ENTRIES SUPPLIED: Begin

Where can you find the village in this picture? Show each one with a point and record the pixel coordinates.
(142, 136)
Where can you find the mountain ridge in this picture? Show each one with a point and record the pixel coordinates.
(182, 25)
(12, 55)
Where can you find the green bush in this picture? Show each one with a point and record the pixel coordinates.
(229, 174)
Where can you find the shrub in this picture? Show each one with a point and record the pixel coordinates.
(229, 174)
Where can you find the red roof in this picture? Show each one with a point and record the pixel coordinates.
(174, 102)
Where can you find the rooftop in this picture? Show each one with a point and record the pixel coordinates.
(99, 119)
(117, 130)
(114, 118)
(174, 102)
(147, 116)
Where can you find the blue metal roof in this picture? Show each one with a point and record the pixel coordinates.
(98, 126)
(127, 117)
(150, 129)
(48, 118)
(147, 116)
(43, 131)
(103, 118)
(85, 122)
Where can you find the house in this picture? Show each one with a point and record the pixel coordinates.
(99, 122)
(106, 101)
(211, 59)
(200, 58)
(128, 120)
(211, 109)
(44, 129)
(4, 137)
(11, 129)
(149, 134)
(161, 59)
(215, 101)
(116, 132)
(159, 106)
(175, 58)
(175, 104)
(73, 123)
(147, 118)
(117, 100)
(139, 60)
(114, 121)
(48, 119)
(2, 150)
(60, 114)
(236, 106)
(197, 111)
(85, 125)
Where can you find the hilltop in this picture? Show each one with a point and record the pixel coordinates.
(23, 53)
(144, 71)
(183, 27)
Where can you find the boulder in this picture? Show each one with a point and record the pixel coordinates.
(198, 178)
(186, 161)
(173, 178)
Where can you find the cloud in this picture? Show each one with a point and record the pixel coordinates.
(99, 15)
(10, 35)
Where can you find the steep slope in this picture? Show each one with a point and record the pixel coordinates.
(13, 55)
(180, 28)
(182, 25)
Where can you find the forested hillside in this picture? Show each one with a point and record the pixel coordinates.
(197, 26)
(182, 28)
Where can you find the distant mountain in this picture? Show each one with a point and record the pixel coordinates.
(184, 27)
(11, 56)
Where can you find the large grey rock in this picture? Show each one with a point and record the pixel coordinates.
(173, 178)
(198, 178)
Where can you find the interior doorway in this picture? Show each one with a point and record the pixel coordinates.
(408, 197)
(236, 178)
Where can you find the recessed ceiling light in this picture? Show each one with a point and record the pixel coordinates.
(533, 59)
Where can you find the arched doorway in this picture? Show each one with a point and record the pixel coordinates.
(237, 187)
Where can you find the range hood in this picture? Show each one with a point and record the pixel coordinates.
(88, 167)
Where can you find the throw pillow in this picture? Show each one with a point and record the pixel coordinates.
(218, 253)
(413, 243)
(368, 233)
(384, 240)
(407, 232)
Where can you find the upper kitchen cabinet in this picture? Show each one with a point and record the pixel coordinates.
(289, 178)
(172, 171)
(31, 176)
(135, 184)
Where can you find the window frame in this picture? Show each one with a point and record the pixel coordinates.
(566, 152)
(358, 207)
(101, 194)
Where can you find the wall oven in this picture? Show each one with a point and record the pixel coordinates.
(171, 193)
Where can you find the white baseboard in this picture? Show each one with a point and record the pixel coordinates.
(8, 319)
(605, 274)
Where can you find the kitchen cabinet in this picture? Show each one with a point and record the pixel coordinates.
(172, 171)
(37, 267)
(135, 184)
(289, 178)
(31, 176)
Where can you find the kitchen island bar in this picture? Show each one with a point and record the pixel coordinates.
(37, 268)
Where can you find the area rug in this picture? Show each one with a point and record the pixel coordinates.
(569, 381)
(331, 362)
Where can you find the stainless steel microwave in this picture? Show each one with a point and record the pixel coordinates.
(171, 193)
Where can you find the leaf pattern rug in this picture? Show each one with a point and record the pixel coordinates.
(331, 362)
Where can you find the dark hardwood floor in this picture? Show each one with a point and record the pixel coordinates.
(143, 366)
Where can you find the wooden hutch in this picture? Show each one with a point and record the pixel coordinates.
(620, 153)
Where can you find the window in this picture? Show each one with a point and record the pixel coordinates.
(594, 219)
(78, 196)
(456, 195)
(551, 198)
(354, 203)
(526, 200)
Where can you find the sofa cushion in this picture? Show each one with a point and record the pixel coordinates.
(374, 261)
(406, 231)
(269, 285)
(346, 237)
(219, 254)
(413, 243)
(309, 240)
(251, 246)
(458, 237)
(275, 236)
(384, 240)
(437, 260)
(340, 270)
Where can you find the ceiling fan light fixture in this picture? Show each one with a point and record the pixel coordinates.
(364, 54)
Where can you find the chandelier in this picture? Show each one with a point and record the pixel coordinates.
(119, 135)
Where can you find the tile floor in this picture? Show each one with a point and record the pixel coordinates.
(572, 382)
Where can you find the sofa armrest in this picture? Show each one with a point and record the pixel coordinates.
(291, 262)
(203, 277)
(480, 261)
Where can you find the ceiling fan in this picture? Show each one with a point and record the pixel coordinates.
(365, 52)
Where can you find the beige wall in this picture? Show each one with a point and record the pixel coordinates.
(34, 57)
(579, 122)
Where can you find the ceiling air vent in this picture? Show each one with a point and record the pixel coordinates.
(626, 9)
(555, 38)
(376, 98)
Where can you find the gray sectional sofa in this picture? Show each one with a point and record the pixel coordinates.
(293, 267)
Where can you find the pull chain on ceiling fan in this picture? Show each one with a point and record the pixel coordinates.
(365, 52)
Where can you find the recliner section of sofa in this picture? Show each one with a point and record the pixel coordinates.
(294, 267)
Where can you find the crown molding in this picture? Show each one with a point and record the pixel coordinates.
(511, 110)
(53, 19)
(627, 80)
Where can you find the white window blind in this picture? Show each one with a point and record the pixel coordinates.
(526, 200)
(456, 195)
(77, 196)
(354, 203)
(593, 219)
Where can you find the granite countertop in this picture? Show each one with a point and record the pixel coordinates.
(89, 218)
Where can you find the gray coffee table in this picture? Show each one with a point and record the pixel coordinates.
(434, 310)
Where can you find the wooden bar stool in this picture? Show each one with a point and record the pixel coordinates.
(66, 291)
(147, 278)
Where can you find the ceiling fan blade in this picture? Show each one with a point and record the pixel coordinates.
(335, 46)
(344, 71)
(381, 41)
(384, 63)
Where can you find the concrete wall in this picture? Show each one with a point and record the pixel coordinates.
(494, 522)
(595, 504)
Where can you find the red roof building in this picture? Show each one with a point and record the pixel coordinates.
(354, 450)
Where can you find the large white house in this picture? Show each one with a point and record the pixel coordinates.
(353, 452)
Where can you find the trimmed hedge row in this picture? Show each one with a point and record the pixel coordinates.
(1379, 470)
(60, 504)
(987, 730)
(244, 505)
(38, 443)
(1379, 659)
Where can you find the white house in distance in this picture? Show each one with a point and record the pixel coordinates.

ENTRIES SUPPLIED: End

▸ EXERCISE DIRECTIONS
Repeat every line of the records above exactly.

▸ EXERCISE RESULT
Where can you find the village in this picture? Show each one with a point and record the pixel coordinates.
(142, 136)
Where can you find the mountain ridge in this picture? Show each one with a point and record the pixel coordinates.
(182, 25)
(12, 55)
Where can you find the green bush in this picture? Show each one with a point and record the pixel coordinates.
(229, 174)
Where can you find the shrub in this picture? Show each one with a point and record the pixel coordinates.
(229, 174)
Where can you find the red roof in this picture? Show each one with a point and record the pixel coordinates.
(174, 102)
Where can you find the rooftop in this picture? Show each one with a point and record the pixel coordinates.
(99, 119)
(117, 130)
(114, 118)
(174, 102)
(147, 116)
Where can you find the blue metal roof in this picture? Show each one with a point and record the pixel coordinates.
(98, 126)
(127, 117)
(150, 129)
(48, 118)
(147, 116)
(43, 131)
(103, 118)
(85, 122)
Where can you find the house in this picture? Show each one with a point and record the pixel coordinates.
(99, 122)
(106, 101)
(211, 59)
(200, 58)
(128, 120)
(211, 109)
(44, 129)
(4, 137)
(11, 129)
(149, 134)
(161, 59)
(215, 101)
(116, 132)
(159, 106)
(175, 58)
(175, 104)
(73, 123)
(147, 118)
(117, 100)
(139, 60)
(114, 121)
(48, 119)
(2, 150)
(60, 114)
(236, 106)
(197, 111)
(85, 125)
Where can you find the hilltop in this picture? Show each one with a point and record the pixel coordinates.
(23, 53)
(144, 71)
(183, 27)
Where can you find the boulder in this picture? Show each one with a point and record the pixel coordinates.
(198, 178)
(186, 161)
(173, 178)
Where can you find the cloud in this picture? Show each one with a point and record the pixel coordinates.
(99, 15)
(10, 35)
Where can you find the steep slope in this picture? Show each one with a point and record the pixel coordinates.
(13, 55)
(180, 28)
(182, 25)
Where can you find the forested hillside in this picture? Show each one with a point and record the pixel coordinates.
(197, 26)
(182, 28)
Where can you find the distant mountain in this picture? Show each one with a point and record the pixel coordinates.
(184, 27)
(11, 56)
Where can you find the large grey rock in this picture? Show each one with a point and record the pixel coordinates.
(173, 178)
(198, 178)
Where can you find the interior doorway in this picture? Show each one with a point and record the pixel coordinates.
(408, 197)
(236, 178)
Where can you find the recessed ceiling light in this picture? Show each one with a point and record the pixel coordinates.
(533, 59)
Where can you find the arched doorway in this picture? Show each one with a point and record the pixel coordinates.
(237, 187)
Where can you find the range hood in this picture? Show each one with a point and record the pixel coordinates.
(88, 167)
Where can you find the throw pillow in this picture? Show each one with a point and record the pixel coordinates.
(218, 253)
(413, 243)
(368, 233)
(384, 240)
(407, 232)
Where can you find the upper kitchen cabinet in this picture? Show each one with a point and record the pixel coordinates.
(289, 178)
(172, 171)
(31, 176)
(135, 184)
Where can you find the window frame in this picture? Show each one with a point and record the pixel coordinates.
(566, 152)
(358, 207)
(101, 194)
Where can you find the wall oven in this picture? Show each one with a point and record the pixel coordinates.
(171, 193)
Where can you find the white baseboard in this picture? Show each one with a point and record the pixel coordinates.
(8, 319)
(605, 274)
Where can you find the kitchen cabinet in this picture? Show each one with a point and record the pixel coordinates.
(172, 171)
(37, 267)
(135, 184)
(289, 178)
(31, 176)
Where can you find the kitchen island bar in this picture? Show each one with a point and record the pixel coordinates.
(37, 268)
Where can you find the area rug in this picture? Show each one with a point and record the pixel coordinates.
(569, 381)
(331, 362)
Where can you find the stainless steel microwave in this picture? Show each one with a point and record the pixel coordinates.
(171, 193)
Where can you find the leaf pattern rug in this picture? Show each one with a point and record the pixel coordinates.
(331, 362)
Where can you find the dark hardwood floor in this picture? Show each one with a point and record the pixel coordinates.
(143, 366)
Where can you find the wooden hutch in this picture? Show each one with a point and record the pixel coordinates.
(620, 153)
Where can you find the window in this picture? Show each one with a point and record the pixel coordinates.
(594, 219)
(78, 196)
(456, 195)
(551, 198)
(354, 203)
(526, 200)
Where can you find the sofa cushion in this picture? Show each one with a point and record the pixel coordinates.
(374, 261)
(406, 231)
(269, 285)
(346, 237)
(219, 254)
(413, 243)
(309, 240)
(251, 246)
(458, 237)
(275, 236)
(384, 240)
(437, 260)
(340, 270)
Where can you find the ceiling fan light fixture in this picture? Show each one with a point and record the pixel coordinates.
(364, 54)
Where can you find the chandelier in this picture? Show each one with a point and record the pixel coordinates.
(119, 135)
Where can you find the tile floor in this picture? Show each one with a point and record the pixel coordinates.
(572, 382)
Where can you find the sofa armrest in this picture? Show each one with a point and record the pixel coordinates.
(291, 262)
(203, 277)
(480, 261)
Where can you find the ceiling fan in this picture? Show each one with a point and record the pixel coordinates.
(365, 52)
Where can you find the beige wall in this picture? Show each one with a point and record the pixel coordinates.
(34, 57)
(579, 122)
Where can you find the ceiling air vent in this picture? Show each one with a point and record the pixel coordinates.
(626, 9)
(555, 38)
(376, 98)
Where can you find the gray sectional sofa in this picture? Show each one with a point and record the pixel coordinates.
(293, 267)
Where can you find the pull chain on ceiling fan in this picture? Show each one with a point and record the pixel coordinates.
(365, 52)
Where can you find the recliner section of sofa in this picture? Show each one with a point and record the pixel coordinates.
(294, 267)
Where can you find the crown molding in this picture? Show each one with a point and record the pixel coordinates.
(511, 110)
(53, 19)
(627, 80)
Where can you find the white window blind in this picture? Show each one with a point and record the pixel coordinates.
(526, 200)
(456, 195)
(77, 196)
(354, 203)
(593, 219)
Where can you find the granite countertop in this picture? Show each one with a point and record the pixel coordinates.
(89, 218)
Where can you find the gray coffee table in this picture? Show each one with a point and record the pixel coordinates.
(434, 310)
Where can you find the wooden bar stool in this picture? Show each one with a point and record the pixel coordinates.
(66, 291)
(147, 278)
Where can you find the ceiling fan blade in this picture? Show each one with a point and record the pixel coordinates.
(335, 46)
(344, 71)
(381, 41)
(384, 63)
Where can you find the concrete wall in this picture? Show each one with a point and record the pixel coordinates.
(494, 522)
(595, 504)
Where can you find the red roof building in this picture? Show each one with a point and record the pixel coordinates.
(354, 450)
Where can you find the large white house in this picture? Show each one with a point and record the pixel coordinates.
(353, 452)
Where can you find the trimmed hedge row in this picture? Show each one with a point and record the pixel coordinates.
(1379, 470)
(60, 504)
(987, 730)
(244, 505)
(38, 443)
(1379, 659)
Where can you find the white house in distance in this picture? Show each one with a point and record the pixel coordinates.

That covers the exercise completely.